# DIRECTIONS
Rewrite every line of the listing below with "blue jeans" substituted by "denim pants" and everything else unchanged, leaving out the pictures.

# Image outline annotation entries
----

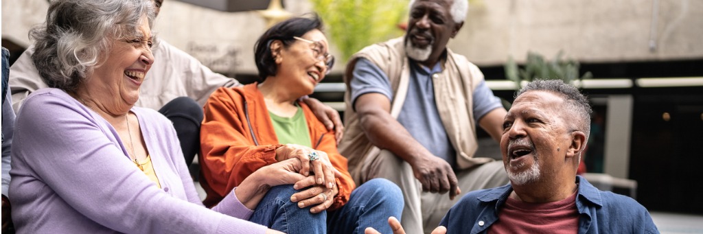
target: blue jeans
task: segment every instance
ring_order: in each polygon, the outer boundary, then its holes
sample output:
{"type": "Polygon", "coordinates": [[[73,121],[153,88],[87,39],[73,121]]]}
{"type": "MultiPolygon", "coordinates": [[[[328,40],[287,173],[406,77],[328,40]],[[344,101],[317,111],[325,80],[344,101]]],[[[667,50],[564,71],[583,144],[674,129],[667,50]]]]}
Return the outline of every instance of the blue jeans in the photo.
{"type": "Polygon", "coordinates": [[[385,178],[357,187],[346,204],[332,212],[312,214],[309,207],[298,208],[290,202],[297,192],[292,185],[272,188],[249,221],[286,233],[363,233],[367,227],[392,233],[388,217],[399,219],[404,206],[400,188],[385,178]]]}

----

# ANSWER TO THIS TASK
target: denim pants
task: segment every instance
ring_order: in each polygon, the outer boundary, then its holes
sample output:
{"type": "Polygon", "coordinates": [[[73,121],[153,88],[87,39],[73,121]]]}
{"type": "MultiPolygon", "coordinates": [[[[328,40],[287,173],[406,77],[328,40]],[[344,101],[317,111],[325,80],[344,101]]],[[[667,50],[564,71],[583,144],[674,129],[667,50]]]]}
Return the outline of every instance of the denim pants in the photo.
{"type": "Polygon", "coordinates": [[[385,178],[357,187],[346,204],[332,212],[312,214],[309,207],[298,208],[290,202],[297,192],[292,185],[272,188],[249,221],[286,233],[363,233],[367,227],[392,233],[388,217],[399,219],[404,206],[400,188],[385,178]]]}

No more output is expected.